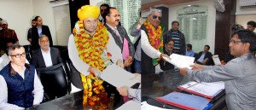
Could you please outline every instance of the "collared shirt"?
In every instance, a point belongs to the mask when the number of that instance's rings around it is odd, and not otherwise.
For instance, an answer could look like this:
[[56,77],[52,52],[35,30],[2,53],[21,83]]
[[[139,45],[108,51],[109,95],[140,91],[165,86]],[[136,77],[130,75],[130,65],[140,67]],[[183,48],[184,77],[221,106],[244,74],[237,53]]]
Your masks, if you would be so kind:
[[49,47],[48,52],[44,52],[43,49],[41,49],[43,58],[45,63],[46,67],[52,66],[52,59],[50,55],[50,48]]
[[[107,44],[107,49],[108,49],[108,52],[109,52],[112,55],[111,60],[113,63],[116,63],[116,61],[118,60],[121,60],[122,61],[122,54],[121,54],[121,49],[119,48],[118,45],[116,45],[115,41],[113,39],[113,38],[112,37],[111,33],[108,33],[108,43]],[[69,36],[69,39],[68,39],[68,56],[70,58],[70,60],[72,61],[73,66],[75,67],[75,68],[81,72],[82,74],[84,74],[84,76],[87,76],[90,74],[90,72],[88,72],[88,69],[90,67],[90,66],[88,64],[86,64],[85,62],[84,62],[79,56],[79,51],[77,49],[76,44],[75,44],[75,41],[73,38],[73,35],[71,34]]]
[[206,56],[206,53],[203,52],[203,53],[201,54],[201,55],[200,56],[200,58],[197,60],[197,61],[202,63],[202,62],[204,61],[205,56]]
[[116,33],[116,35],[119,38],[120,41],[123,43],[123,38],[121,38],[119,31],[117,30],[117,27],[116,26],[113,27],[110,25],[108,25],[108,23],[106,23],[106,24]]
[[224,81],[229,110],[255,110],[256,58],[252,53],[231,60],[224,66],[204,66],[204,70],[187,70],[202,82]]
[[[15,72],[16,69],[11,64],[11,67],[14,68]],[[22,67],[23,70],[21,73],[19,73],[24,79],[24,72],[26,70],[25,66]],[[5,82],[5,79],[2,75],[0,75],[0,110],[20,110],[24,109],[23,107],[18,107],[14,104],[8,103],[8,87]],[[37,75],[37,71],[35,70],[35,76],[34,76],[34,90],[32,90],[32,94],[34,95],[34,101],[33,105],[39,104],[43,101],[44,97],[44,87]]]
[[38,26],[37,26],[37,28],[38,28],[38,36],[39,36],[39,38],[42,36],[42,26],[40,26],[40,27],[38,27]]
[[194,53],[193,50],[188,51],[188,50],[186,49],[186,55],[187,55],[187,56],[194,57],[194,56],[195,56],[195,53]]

========================================

§ Directive
Repeat the listing in full and exactly. Do not include any images.

§ Task result
Could you please outline every instance of the "collared shirt"?
In every instance, a point belongs to the mask when the number of that instance's rings around it is odd, and not otherwise.
For instance, an answer could look like this:
[[56,77],[52,52],[35,30],[2,53],[21,83]]
[[[139,45],[108,51],[109,95],[140,91],[165,86]],[[136,77],[130,75],[130,65],[140,67]],[[183,48],[184,77],[221,106],[244,74],[237,53]]]
Your masks, if you would be so kind:
[[49,47],[48,52],[44,52],[43,49],[41,49],[43,58],[45,63],[46,67],[52,66],[52,59],[50,55],[50,48]]
[[[107,44],[107,49],[108,49],[108,52],[109,52],[112,55],[111,60],[113,63],[116,63],[116,61],[118,60],[121,60],[122,61],[122,54],[121,54],[121,49],[119,48],[118,45],[116,45],[115,41],[113,39],[113,38],[112,37],[111,33],[108,33],[108,43]],[[69,36],[69,39],[68,39],[68,56],[70,58],[70,60],[72,61],[73,66],[75,67],[75,68],[81,72],[82,74],[84,74],[84,76],[87,76],[90,74],[90,72],[88,72],[88,69],[90,67],[90,66],[88,64],[86,64],[85,62],[84,62],[79,56],[79,51],[77,49],[76,44],[75,44],[75,41],[73,38],[73,35],[71,34]]]
[[206,56],[206,53],[203,52],[203,53],[201,54],[201,55],[200,56],[200,58],[197,60],[197,61],[202,63],[202,62],[204,61],[205,56]]
[[116,33],[116,35],[119,38],[120,41],[123,43],[123,38],[121,38],[119,31],[117,30],[117,27],[116,26],[113,27],[110,25],[108,25],[108,23],[106,23],[106,24]]
[[224,81],[229,110],[255,110],[256,58],[252,53],[231,60],[224,66],[204,66],[204,70],[187,70],[202,82]]
[[[15,72],[16,69],[11,64],[11,67],[14,68]],[[22,67],[23,70],[21,73],[19,73],[24,79],[24,72],[26,70],[25,66]],[[5,82],[5,79],[2,75],[0,75],[0,110],[20,110],[24,109],[23,107],[18,107],[14,104],[8,103],[8,87]],[[37,75],[37,71],[35,70],[35,76],[34,76],[34,90],[32,90],[32,94],[34,95],[34,101],[33,105],[39,104],[43,101],[44,97],[44,87]]]
[[38,26],[37,26],[37,28],[38,28],[38,36],[39,36],[39,38],[42,36],[42,26],[40,26],[40,27],[38,27]]
[[194,53],[193,50],[188,51],[188,50],[186,49],[186,55],[187,55],[187,56],[194,57],[194,56],[195,56],[195,53]]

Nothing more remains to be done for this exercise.